Task for the records below: please copy exactly, and only, the lines from the one containing "Practice: locate the truck bed" to the last line, both included, leaving out the pictures.
------------------------
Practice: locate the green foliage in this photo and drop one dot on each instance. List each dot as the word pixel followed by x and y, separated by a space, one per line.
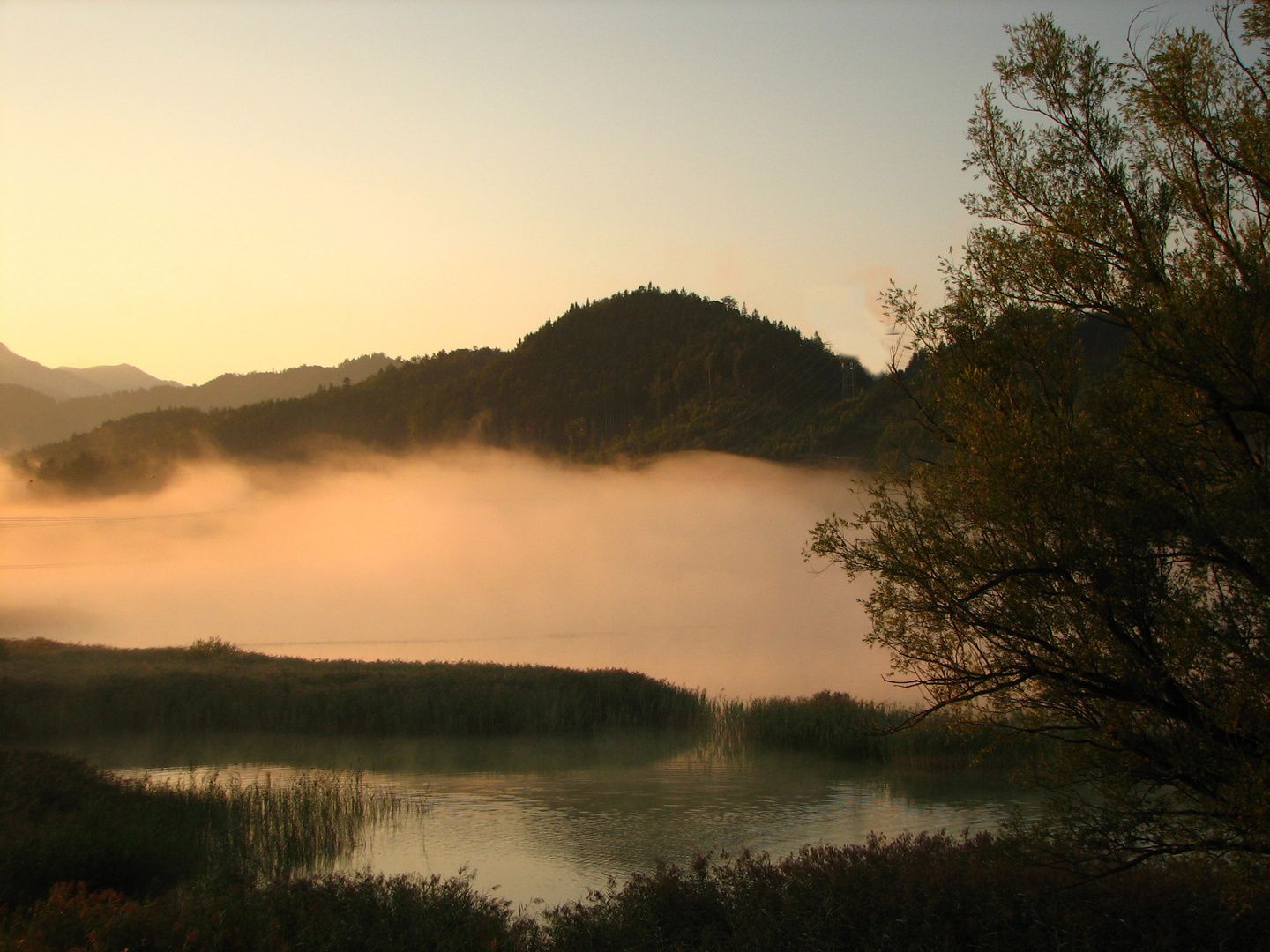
pixel 634 375
pixel 842 726
pixel 65 822
pixel 914 893
pixel 54 689
pixel 1086 559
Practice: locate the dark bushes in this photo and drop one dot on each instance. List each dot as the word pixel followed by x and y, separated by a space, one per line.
pixel 926 893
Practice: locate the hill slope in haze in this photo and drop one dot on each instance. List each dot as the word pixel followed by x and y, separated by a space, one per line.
pixel 629 376
pixel 29 418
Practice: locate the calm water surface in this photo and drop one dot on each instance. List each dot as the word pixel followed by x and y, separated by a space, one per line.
pixel 549 819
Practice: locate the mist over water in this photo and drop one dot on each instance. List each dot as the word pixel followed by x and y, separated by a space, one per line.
pixel 687 569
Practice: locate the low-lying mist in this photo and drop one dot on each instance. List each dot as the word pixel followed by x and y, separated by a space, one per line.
pixel 687 569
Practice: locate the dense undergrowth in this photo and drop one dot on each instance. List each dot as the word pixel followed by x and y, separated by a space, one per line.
pixel 131 866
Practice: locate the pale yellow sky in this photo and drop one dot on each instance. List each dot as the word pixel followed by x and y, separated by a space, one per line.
pixel 234 185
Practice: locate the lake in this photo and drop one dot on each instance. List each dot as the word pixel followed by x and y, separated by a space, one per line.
pixel 549 819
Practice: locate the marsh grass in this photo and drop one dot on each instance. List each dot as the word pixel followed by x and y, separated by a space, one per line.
pixel 52 689
pixel 850 729
pixel 65 822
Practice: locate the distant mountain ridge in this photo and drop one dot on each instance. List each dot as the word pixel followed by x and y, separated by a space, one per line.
pixel 120 376
pixel 632 375
pixel 32 415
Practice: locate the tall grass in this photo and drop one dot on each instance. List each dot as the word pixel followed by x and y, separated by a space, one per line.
pixel 927 893
pixel 843 726
pixel 65 822
pixel 49 689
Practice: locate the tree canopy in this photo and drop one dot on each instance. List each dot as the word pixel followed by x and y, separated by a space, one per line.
pixel 1087 556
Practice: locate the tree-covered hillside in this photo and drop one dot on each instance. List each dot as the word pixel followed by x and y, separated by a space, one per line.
pixel 634 375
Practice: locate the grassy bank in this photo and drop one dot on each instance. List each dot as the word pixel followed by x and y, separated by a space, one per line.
pixel 92 862
pixel 51 689
pixel 846 727
pixel 65 822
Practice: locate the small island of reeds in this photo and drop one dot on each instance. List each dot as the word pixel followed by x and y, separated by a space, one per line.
pixel 54 689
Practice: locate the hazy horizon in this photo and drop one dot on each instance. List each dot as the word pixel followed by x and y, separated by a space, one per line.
pixel 202 187
pixel 687 568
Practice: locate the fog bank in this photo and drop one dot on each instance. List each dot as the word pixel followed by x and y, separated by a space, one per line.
pixel 687 569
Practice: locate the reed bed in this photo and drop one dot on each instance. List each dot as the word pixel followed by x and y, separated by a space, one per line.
pixel 846 727
pixel 51 689
pixel 63 820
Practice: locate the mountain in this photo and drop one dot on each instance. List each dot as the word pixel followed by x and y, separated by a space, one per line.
pixel 629 376
pixel 118 376
pixel 57 383
pixel 29 418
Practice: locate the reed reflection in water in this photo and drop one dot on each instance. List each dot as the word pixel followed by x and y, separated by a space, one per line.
pixel 551 818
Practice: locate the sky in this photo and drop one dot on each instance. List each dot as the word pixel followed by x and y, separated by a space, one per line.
pixel 208 187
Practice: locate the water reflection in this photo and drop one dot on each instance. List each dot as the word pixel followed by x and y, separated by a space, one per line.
pixel 551 818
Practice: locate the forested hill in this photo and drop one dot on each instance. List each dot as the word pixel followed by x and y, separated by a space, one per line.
pixel 637 374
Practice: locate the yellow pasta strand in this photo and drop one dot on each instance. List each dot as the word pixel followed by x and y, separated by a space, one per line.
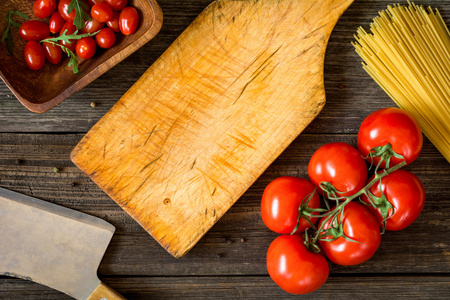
pixel 407 53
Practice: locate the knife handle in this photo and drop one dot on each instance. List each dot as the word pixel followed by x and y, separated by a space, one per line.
pixel 104 292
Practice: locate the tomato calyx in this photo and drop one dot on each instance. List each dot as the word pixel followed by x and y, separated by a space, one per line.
pixel 73 62
pixel 385 207
pixel 385 153
pixel 306 212
pixel 335 229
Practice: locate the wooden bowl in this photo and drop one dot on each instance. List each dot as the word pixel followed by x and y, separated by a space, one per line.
pixel 42 90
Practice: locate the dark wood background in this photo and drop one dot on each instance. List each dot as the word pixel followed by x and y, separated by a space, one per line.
pixel 229 261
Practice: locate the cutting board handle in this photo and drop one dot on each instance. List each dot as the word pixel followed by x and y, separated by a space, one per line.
pixel 104 292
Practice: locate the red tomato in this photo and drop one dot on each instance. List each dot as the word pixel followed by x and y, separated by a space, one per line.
pixel 359 225
pixel 34 55
pixel 44 8
pixel 63 6
pixel 339 164
pixel 390 125
pixel 281 200
pixel 34 30
pixel 114 22
pixel 117 5
pixel 92 26
pixel 52 53
pixel 128 20
pixel 102 12
pixel 293 267
pixel 56 22
pixel 93 2
pixel 404 191
pixel 86 47
pixel 106 38
pixel 70 29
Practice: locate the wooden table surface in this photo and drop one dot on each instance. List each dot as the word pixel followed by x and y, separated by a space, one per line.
pixel 229 261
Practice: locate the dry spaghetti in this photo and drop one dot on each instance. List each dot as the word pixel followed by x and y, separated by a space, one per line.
pixel 408 54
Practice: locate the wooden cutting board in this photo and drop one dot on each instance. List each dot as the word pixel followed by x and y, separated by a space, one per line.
pixel 211 114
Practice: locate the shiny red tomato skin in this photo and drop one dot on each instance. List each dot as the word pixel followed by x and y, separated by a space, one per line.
pixel 293 267
pixel 390 125
pixel 341 165
pixel 70 29
pixel 34 55
pixel 53 53
pixel 92 26
pixel 106 38
pixel 86 47
pixel 406 194
pixel 44 8
pixel 63 7
pixel 359 225
pixel 34 30
pixel 114 22
pixel 102 12
pixel 281 200
pixel 56 22
pixel 117 5
pixel 93 2
pixel 128 20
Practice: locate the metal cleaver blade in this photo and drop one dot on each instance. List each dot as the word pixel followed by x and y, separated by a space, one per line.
pixel 53 245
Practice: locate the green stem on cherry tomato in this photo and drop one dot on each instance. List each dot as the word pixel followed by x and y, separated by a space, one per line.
pixel 73 62
pixel 312 245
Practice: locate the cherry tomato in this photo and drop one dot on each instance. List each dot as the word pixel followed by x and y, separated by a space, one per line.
pixel 117 5
pixel 34 55
pixel 359 225
pixel 52 53
pixel 404 191
pixel 63 7
pixel 93 2
pixel 106 38
pixel 34 30
pixel 44 8
pixel 293 267
pixel 70 29
pixel 390 125
pixel 102 12
pixel 114 22
pixel 281 200
pixel 339 164
pixel 92 26
pixel 128 20
pixel 56 22
pixel 86 47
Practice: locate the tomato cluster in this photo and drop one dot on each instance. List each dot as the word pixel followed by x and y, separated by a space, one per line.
pixel 346 232
pixel 100 21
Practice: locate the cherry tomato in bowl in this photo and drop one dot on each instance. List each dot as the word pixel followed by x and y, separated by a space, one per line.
pixel 86 47
pixel 403 202
pixel 34 30
pixel 34 55
pixel 128 20
pixel 359 225
pixel 281 200
pixel 394 126
pixel 339 164
pixel 44 8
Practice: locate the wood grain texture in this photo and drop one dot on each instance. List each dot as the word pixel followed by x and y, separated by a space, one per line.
pixel 203 123
pixel 103 291
pixel 410 264
pixel 42 90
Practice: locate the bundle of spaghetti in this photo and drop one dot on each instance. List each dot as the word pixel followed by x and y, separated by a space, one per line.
pixel 408 54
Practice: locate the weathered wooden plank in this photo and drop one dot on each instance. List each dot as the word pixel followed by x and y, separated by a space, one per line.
pixel 247 287
pixel 421 248
pixel 351 94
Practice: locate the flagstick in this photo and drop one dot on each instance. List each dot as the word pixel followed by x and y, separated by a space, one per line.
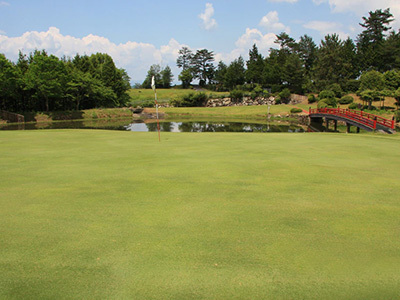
pixel 158 122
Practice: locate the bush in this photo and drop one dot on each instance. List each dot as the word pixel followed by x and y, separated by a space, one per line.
pixel 312 98
pixel 285 95
pixel 326 94
pixel 336 89
pixel 346 100
pixel 354 106
pixel 148 103
pixel 236 95
pixel 352 86
pixel 295 110
pixel 322 104
pixel 191 100
pixel 397 115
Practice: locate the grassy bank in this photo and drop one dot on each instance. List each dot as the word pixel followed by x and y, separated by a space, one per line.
pixel 114 215
pixel 88 114
pixel 140 96
pixel 238 112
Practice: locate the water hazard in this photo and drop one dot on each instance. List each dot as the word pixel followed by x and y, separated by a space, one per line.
pixel 143 126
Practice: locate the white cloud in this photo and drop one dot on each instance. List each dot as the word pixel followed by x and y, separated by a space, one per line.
pixel 325 28
pixel 252 36
pixel 362 7
pixel 208 22
pixel 289 1
pixel 271 22
pixel 135 57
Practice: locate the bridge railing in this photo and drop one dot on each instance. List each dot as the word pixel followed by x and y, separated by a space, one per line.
pixel 361 117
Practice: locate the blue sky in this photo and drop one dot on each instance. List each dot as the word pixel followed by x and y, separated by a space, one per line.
pixel 139 33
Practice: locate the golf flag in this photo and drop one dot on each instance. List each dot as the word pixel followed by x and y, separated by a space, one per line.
pixel 153 83
pixel 153 86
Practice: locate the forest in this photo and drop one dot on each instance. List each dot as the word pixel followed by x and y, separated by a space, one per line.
pixel 42 82
pixel 368 66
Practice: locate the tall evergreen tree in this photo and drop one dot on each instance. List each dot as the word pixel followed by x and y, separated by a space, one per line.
pixel 235 73
pixel 255 66
pixel 370 41
pixel 202 66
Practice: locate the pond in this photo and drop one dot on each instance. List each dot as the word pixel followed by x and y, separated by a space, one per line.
pixel 150 125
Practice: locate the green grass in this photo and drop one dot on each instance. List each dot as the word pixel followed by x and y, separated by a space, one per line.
pixel 139 96
pixel 117 215
pixel 244 112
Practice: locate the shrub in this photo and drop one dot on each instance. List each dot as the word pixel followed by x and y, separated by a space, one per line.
pixel 352 86
pixel 354 106
pixel 397 115
pixel 336 89
pixel 346 100
pixel 191 100
pixel 148 103
pixel 295 110
pixel 322 104
pixel 285 95
pixel 312 98
pixel 257 92
pixel 326 94
pixel 236 95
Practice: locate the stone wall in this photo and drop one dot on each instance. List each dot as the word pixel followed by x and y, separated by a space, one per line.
pixel 246 101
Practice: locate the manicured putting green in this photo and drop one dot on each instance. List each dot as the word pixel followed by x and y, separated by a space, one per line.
pixel 118 215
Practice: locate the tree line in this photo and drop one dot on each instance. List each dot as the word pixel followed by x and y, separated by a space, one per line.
pixel 42 82
pixel 302 66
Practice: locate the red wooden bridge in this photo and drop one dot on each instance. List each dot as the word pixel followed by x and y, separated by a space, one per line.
pixel 360 119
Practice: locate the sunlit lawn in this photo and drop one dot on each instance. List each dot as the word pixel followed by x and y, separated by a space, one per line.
pixel 117 215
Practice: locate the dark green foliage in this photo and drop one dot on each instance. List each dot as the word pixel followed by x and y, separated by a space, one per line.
pixel 336 62
pixel 295 110
pixel 312 98
pixel 351 86
pixel 336 89
pixel 330 102
pixel 370 42
pixel 148 103
pixel 322 104
pixel 258 92
pixel 255 66
pixel 397 116
pixel 353 106
pixel 392 79
pixel 346 100
pixel 285 95
pixel 372 80
pixel 202 66
pixel 236 95
pixel 370 96
pixel 326 94
pixel 43 82
pixel 235 74
pixel 191 100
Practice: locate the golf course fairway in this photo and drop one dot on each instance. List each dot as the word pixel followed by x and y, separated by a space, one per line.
pixel 88 214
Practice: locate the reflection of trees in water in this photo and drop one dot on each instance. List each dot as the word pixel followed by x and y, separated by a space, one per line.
pixel 164 126
pixel 236 127
pixel 151 126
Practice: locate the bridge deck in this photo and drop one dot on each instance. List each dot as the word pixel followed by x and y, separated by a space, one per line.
pixel 357 118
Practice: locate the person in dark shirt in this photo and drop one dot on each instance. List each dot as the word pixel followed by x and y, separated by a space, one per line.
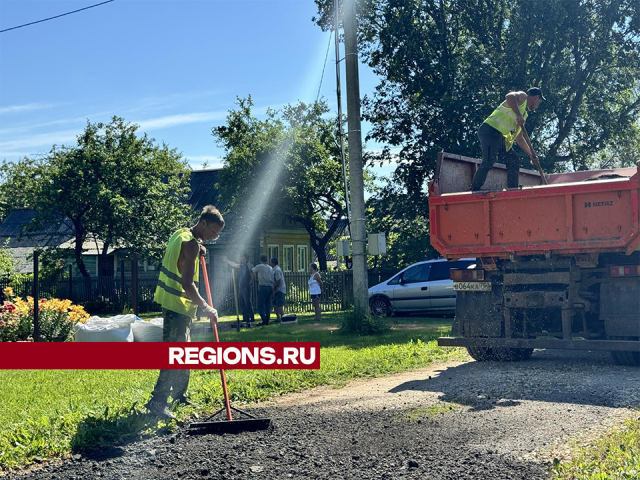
pixel 247 277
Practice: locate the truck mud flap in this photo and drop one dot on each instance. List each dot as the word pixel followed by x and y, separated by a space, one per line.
pixel 540 343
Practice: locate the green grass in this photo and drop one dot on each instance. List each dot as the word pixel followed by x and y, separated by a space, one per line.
pixel 615 456
pixel 50 413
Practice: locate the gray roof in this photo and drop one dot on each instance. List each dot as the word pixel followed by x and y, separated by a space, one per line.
pixel 14 235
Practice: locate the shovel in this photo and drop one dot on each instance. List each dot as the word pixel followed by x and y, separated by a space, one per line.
pixel 229 425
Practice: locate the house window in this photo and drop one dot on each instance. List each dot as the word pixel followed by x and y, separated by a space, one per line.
pixel 272 251
pixel 287 258
pixel 302 258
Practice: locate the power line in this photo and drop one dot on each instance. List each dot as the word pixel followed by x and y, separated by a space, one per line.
pixel 325 66
pixel 57 16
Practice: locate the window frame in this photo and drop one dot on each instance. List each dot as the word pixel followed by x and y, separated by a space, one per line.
pixel 270 255
pixel 284 258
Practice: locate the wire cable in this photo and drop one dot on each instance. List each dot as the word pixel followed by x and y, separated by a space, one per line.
pixel 57 16
pixel 323 68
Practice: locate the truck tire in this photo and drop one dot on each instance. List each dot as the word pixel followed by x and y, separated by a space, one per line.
pixel 626 358
pixel 504 354
pixel 481 354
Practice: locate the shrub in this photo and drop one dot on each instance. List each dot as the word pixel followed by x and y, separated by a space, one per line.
pixel 57 318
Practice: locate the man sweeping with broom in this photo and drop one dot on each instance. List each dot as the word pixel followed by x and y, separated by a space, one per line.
pixel 179 297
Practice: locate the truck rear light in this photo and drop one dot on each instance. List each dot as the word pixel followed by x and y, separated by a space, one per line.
pixel 625 271
pixel 467 275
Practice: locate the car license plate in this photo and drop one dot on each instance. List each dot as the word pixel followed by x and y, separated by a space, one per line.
pixel 472 286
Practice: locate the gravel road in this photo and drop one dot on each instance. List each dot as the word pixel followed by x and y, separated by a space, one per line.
pixel 454 420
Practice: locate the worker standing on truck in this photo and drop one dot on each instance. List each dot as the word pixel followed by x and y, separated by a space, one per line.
pixel 501 130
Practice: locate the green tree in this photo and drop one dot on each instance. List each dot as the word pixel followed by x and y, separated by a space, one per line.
pixel 289 161
pixel 113 186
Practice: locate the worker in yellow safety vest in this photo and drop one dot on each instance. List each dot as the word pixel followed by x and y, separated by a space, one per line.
pixel 178 295
pixel 501 130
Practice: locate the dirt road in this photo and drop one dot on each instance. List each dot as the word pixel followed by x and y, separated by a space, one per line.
pixel 450 421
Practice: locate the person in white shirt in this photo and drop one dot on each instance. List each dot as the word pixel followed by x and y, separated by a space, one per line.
pixel 279 289
pixel 264 274
pixel 315 290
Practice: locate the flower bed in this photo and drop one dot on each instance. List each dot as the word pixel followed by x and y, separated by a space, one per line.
pixel 57 318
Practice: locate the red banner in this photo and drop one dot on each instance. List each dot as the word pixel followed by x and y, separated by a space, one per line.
pixel 154 356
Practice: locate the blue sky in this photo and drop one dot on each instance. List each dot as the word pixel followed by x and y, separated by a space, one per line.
pixel 175 68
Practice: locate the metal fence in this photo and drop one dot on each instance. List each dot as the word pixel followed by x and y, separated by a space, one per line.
pixel 114 294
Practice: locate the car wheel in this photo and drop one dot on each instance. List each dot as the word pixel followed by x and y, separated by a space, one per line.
pixel 481 354
pixel 380 307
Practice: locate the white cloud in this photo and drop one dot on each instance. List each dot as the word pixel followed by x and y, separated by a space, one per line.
pixel 196 162
pixel 180 119
pixel 40 140
pixel 28 107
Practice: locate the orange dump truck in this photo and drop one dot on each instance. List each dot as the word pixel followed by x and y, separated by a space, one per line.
pixel 558 265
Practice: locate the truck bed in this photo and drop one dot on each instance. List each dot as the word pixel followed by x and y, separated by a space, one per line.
pixel 578 212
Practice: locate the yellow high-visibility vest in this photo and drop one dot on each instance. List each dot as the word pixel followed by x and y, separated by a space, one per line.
pixel 169 292
pixel 503 119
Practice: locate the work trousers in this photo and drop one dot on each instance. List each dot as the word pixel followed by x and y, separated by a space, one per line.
pixel 264 303
pixel 244 303
pixel 176 328
pixel 493 148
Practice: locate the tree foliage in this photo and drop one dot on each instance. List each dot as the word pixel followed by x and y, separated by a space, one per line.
pixel 289 163
pixel 445 65
pixel 112 186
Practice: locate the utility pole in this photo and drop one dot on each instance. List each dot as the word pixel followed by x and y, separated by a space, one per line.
pixel 336 15
pixel 356 177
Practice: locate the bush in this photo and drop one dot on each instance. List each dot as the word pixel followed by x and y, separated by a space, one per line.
pixel 57 318
pixel 13 325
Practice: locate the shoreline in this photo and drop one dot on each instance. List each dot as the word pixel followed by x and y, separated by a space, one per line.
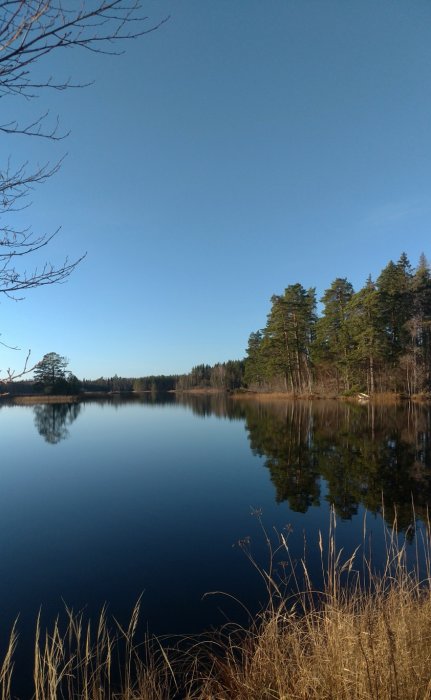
------------------------
Task response:
Practice: locate the truck bed in this photo and drop one dot on each instance. List each dot as the word pixel followed by x and y, separated by a space, one per line.
pixel 578 212
Practice: locate the yellow high-visibility vest in this photo and drop one dot on each instance. List each dot as the word pixel followed by x and y, separated by a space, one per line.
pixel 169 292
pixel 503 119
Practice: locate the work trousers in this photo and drop one dot on each instance. List each dot as the word pixel followed by x and y, separated by a space, one per line.
pixel 264 303
pixel 244 303
pixel 176 328
pixel 493 148
Practice: locate the tree foliage in this photo and drop one dot on each instance. List each dot as the word pixel followed by x and y, separated by a space, one per line.
pixel 289 163
pixel 445 65
pixel 112 186
Practice: locate the utility pole in this photo and drop one dot on each instance. List each dot as the word pixel followed by x and y, separated by a space, one per line.
pixel 336 15
pixel 356 177
Practice: locate the bush in this photo and drop one dot on each instance. List each dot as the word pixel followed by x and y, separated by a space, one per line.
pixel 57 318
pixel 13 325
Practice: locate the shoreline in this photo and drop one dot on each instance. List each dot as the word pixel followed by x and y, separated by a space, one per line.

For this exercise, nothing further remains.